▶ [Provided data]
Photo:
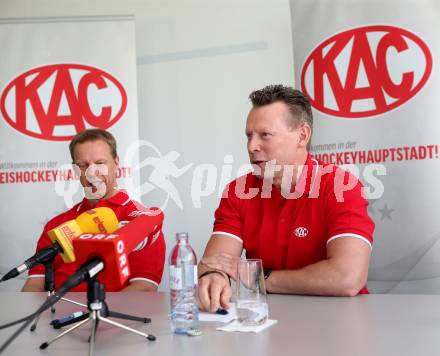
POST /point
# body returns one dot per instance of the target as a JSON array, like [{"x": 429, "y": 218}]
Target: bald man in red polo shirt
[
  {"x": 307, "y": 221},
  {"x": 94, "y": 153}
]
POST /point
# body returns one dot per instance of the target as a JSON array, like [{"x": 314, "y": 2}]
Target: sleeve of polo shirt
[
  {"x": 43, "y": 241},
  {"x": 227, "y": 216},
  {"x": 350, "y": 216},
  {"x": 147, "y": 264}
]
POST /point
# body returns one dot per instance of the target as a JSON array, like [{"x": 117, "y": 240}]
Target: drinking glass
[{"x": 250, "y": 293}]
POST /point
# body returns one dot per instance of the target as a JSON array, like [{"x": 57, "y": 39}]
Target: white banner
[
  {"x": 58, "y": 77},
  {"x": 369, "y": 68}
]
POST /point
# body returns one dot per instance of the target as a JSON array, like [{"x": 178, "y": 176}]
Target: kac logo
[
  {"x": 301, "y": 232},
  {"x": 57, "y": 101},
  {"x": 366, "y": 71}
]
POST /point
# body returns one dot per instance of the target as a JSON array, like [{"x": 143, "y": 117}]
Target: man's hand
[
  {"x": 214, "y": 291},
  {"x": 222, "y": 262}
]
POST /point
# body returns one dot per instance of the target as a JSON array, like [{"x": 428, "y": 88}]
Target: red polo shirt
[
  {"x": 293, "y": 233},
  {"x": 146, "y": 264}
]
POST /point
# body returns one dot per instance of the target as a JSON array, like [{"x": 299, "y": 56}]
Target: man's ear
[{"x": 305, "y": 133}]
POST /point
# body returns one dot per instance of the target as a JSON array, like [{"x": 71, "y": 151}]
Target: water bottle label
[{"x": 183, "y": 277}]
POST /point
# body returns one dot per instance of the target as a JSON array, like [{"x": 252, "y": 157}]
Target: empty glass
[{"x": 250, "y": 292}]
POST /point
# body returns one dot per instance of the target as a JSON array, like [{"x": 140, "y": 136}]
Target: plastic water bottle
[{"x": 183, "y": 286}]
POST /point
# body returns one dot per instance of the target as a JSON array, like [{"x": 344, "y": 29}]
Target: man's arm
[
  {"x": 140, "y": 286},
  {"x": 214, "y": 289},
  {"x": 343, "y": 273},
  {"x": 34, "y": 284}
]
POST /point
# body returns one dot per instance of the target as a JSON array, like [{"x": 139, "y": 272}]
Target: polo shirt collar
[{"x": 121, "y": 198}]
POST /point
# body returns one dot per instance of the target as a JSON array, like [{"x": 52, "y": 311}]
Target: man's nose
[{"x": 254, "y": 144}]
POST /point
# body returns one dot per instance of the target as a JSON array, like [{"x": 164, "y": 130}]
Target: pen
[{"x": 221, "y": 311}]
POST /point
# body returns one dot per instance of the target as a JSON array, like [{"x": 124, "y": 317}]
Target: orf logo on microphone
[
  {"x": 366, "y": 71},
  {"x": 57, "y": 101}
]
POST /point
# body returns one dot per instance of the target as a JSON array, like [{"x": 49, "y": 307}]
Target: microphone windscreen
[{"x": 98, "y": 220}]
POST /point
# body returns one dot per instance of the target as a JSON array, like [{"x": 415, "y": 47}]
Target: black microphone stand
[
  {"x": 49, "y": 287},
  {"x": 99, "y": 312}
]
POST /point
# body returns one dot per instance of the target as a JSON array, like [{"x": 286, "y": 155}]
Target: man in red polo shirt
[
  {"x": 94, "y": 154},
  {"x": 307, "y": 221}
]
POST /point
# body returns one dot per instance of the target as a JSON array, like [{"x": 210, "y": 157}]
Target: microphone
[
  {"x": 113, "y": 249},
  {"x": 94, "y": 221},
  {"x": 98, "y": 220}
]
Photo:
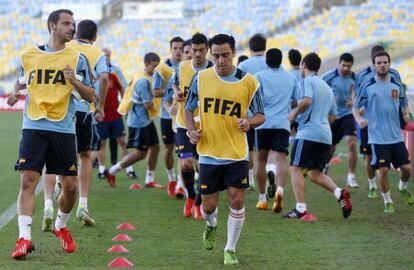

▶ [Exercise description]
Restate the material word for word; no picture should appear in the copy.

▶ [Exercise response]
Photo:
POST /point
# body returns one dot per instance of the target as a JSON array, like [{"x": 429, "y": 218}]
Target: bald man in red polo shirt
[
  {"x": 307, "y": 221},
  {"x": 94, "y": 153}
]
POST /point
# body returns one dot per instance of the target as a JSON array, like [{"x": 314, "y": 2}]
Target: sleeve of polo shirt
[
  {"x": 43, "y": 241},
  {"x": 227, "y": 216},
  {"x": 350, "y": 216},
  {"x": 147, "y": 264}
]
POST /point
# body returns one dot per instance of the target as a JSON array, like [{"x": 117, "y": 240}]
Target: drinking glass
[{"x": 250, "y": 293}]
POST /point
# body returns one dot per instance of the target as a JSON array, like [{"x": 57, "y": 39}]
Target: white banner
[
  {"x": 58, "y": 77},
  {"x": 369, "y": 68}
]
POST /point
# body returns one dot per instance of the target as a JSON array, like [{"x": 178, "y": 176}]
Target: kac logo
[
  {"x": 301, "y": 232},
  {"x": 57, "y": 101},
  {"x": 366, "y": 71}
]
POST /point
# body returns one dot per instance of the target as a JSON array, like [{"x": 143, "y": 117}]
Target: man's hand
[
  {"x": 214, "y": 291},
  {"x": 222, "y": 262}
]
POST /point
# body returns one dot per instance of the target as a JSON array, like [{"x": 428, "y": 88}]
Target: red polo shirt
[
  {"x": 293, "y": 233},
  {"x": 146, "y": 264}
]
POST /point
# body returns one dot per instance of the target as a JSON array, like [{"x": 299, "y": 56}]
Target: man's ear
[{"x": 305, "y": 133}]
POST /point
# body returns one dot per instance of the target as a JSON array, like [{"x": 71, "y": 151}]
Target: water bottle label
[{"x": 183, "y": 277}]
POST /point
# body returns one dot per instance of the target as a JSON array, like [{"x": 252, "y": 157}]
Target: empty glass
[{"x": 250, "y": 292}]
POST /point
# body returns one dot per instance of the target as a JSON array, like [{"x": 140, "y": 136}]
Target: plastic water bottle
[{"x": 183, "y": 286}]
POST /point
# body returns one dot per instance of the target as a JSON array, like [{"x": 344, "y": 29}]
Target: man's arm
[
  {"x": 140, "y": 286},
  {"x": 214, "y": 289},
  {"x": 343, "y": 273},
  {"x": 34, "y": 284}
]
POST /point
# body returns one dot per instance of the target as a JSON array, like [{"x": 139, "y": 272}]
Target: polo shirt collar
[{"x": 121, "y": 198}]
POST /point
# body returns one dot per instance of the target as a JSON array, like [{"x": 52, "y": 311}]
Target: man's nose
[{"x": 254, "y": 144}]
POST /point
# body returns one dot per instance of the target as a JSON array, like [{"x": 164, "y": 130}]
Target: pen
[{"x": 221, "y": 311}]
POST /point
# body returns one dot per instance of the target as a JSON array, like [{"x": 124, "y": 317}]
Target: orf logo on microphone
[
  {"x": 366, "y": 71},
  {"x": 57, "y": 101}
]
POST /point
# body returns one dot per instance of the target as a JSON array, like [{"x": 49, "y": 307}]
Target: microphone windscreen
[{"x": 98, "y": 220}]
POST /point
# body returns one dot per instance of the target as a JSON array, like [{"x": 415, "y": 47}]
Target: black microphone stand
[
  {"x": 49, "y": 287},
  {"x": 99, "y": 312}
]
POST /point
# body returns one dot per instance of the target as a JSON array, like [{"x": 286, "y": 155}]
Target: man in red polo shirt
[
  {"x": 94, "y": 154},
  {"x": 307, "y": 221}
]
POST /point
# body returns one dot per instance of the target as a JSON array, like [{"x": 210, "y": 157}]
Target: microphone
[
  {"x": 113, "y": 249},
  {"x": 94, "y": 221},
  {"x": 98, "y": 220}
]
Photo:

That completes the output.